* Given text
◆ ◆ ◆

David Sandalow, assistant secretary of state for oceans, environment and science and the chief United States negotiator, said, "We'll be coming to Montreal to negotiate and hoping to make a deal." He said that given the furor over genetically modified foods in Europe, "I'm worried that European leaders won't have the flexibility they need to take reasoned, centrist positions on this."
Christoph Bail, the lead negotiator for the European Union, said Europe does not need a treaty to restrict imports of biotech crops because it already has its own legislation. Rather, it favors a strong treaty to help developing nations. He said that Europe would be flexible and that he was "mildly optimistic" that an agreement could be reached.
With Europe and some individual countries now regulating biotech foods on their own, industry executives say they could actually benefit from a treaty -- providing it is not too onerous -- that would unify regulations around the world and assuage public concerns.
"We would be willing to put up with quite a bit of nonsense in return for predictability," said L. Val Giddings, vice president for food and agriculture at the Biotechnology Industry Organization, an American trade association.
But he added that proposed regulations look unworkable and are not spelled out in enough detail. "We're being told to jump off the Empire State Building and make your parachute on the way down," he said.
The biosafety talks are an outgrowth of the 1992 Convention on Biological Diversity. Since the Senate never approved that convention, the United States will not be able to vote in Montreal and must rely on its allies -- Argentina, Australia, Canada, Chile and Uruguay -- to speak for it in the formal meetings.
The rationale for the biosafety treaty was that genetically modified plants, animals or micro-organisms could displace or endanger native crops or microbes. But, much to the dismay of the biotech industry and Washington, the talks have moved well beyond species preservation.
The heart of the proposed Biosafety Protocol -- and the biggest sticking point in the negotiations -- is a requirement that exporters of "living modified organisms" notify the importing nation in advance, giving that nation a chance to reject the shipment.
Washington contends that such a requirement is appropriate for bioengineered seeds, bacteria or animals that are released into the environment, but not for commodities like wheat and corn that are eaten or processed, since they are not released into the environment. Since genetically modified and unmodified grains are now often intermixed in shipments, such a requirement would cost billions of dollars, requiring crops to be tracked from the field to the docks, it says.

◆ ◆ ◆

* Data listing
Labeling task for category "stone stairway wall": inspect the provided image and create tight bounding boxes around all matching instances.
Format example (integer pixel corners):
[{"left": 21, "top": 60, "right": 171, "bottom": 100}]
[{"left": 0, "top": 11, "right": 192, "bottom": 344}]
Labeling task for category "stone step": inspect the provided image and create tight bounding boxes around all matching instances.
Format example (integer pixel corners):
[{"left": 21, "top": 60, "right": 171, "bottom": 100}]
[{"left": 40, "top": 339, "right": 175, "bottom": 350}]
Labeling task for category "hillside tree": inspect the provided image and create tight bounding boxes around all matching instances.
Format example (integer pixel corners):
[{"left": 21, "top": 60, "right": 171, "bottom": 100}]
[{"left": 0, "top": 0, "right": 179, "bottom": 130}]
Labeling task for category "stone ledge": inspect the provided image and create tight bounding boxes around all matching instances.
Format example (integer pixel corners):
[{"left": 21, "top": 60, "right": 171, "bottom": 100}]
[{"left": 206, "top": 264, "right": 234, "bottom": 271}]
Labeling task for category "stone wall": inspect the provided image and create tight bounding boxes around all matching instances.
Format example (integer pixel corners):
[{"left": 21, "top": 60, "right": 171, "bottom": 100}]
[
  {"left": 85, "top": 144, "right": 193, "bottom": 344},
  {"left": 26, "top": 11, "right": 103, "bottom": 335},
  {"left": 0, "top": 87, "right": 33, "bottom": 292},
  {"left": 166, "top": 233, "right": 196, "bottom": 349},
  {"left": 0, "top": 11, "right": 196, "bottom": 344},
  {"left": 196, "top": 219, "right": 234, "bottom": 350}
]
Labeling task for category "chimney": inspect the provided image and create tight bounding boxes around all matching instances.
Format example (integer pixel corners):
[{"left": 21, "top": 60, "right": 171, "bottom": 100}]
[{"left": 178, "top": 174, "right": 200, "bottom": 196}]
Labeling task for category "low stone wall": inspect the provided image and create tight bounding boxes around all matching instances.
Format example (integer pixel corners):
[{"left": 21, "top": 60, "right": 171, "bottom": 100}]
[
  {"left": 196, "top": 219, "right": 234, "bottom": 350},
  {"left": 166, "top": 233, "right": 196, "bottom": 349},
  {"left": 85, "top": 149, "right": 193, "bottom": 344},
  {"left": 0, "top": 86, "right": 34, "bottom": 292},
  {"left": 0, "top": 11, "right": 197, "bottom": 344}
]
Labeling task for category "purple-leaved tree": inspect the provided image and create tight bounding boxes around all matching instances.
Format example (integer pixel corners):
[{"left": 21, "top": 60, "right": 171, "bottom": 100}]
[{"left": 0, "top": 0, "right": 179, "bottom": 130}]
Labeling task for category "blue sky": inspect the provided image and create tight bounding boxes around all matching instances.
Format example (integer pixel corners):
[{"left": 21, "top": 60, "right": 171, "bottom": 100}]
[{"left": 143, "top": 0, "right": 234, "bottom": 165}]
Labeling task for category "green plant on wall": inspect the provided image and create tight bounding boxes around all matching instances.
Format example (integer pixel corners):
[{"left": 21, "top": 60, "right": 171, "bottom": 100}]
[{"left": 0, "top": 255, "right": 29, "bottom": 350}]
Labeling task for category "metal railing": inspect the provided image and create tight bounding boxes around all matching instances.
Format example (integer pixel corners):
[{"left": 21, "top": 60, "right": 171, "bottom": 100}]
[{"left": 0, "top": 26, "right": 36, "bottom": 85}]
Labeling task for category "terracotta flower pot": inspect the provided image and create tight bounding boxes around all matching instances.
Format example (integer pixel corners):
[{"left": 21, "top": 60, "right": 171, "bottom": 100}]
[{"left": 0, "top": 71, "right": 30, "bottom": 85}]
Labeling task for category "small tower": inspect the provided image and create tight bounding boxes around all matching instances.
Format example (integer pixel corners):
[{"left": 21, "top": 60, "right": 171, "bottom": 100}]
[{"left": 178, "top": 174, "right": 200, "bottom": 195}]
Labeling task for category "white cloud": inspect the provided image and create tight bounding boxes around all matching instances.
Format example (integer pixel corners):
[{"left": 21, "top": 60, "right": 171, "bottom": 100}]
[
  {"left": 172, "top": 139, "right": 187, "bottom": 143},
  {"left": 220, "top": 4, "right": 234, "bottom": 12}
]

◆ ◆ ◆

* Exercise requirements
In the biosafety text, copy the passage that begins with "But he added" and stops after "the formal meetings.", replacing "Empire State Building" with "Eiffel Tower". You can set the rows aside; they aren't needed here.

* Solution to the exercise
But he added that proposed regulations look unworkable and are not spelled out in enough detail. "We're being told to jump off the Eiffel Tower and make your parachute on the way down," he said.
The biosafety talks are an outgrowth of the 1992 Convention on Biological Diversity. Since the Senate never approved that convention, the United States will not be able to vote in Montreal and must rely on its allies -- Argentina, Australia, Canada, Chile and Uruguay -- to speak for it in the formal meetings.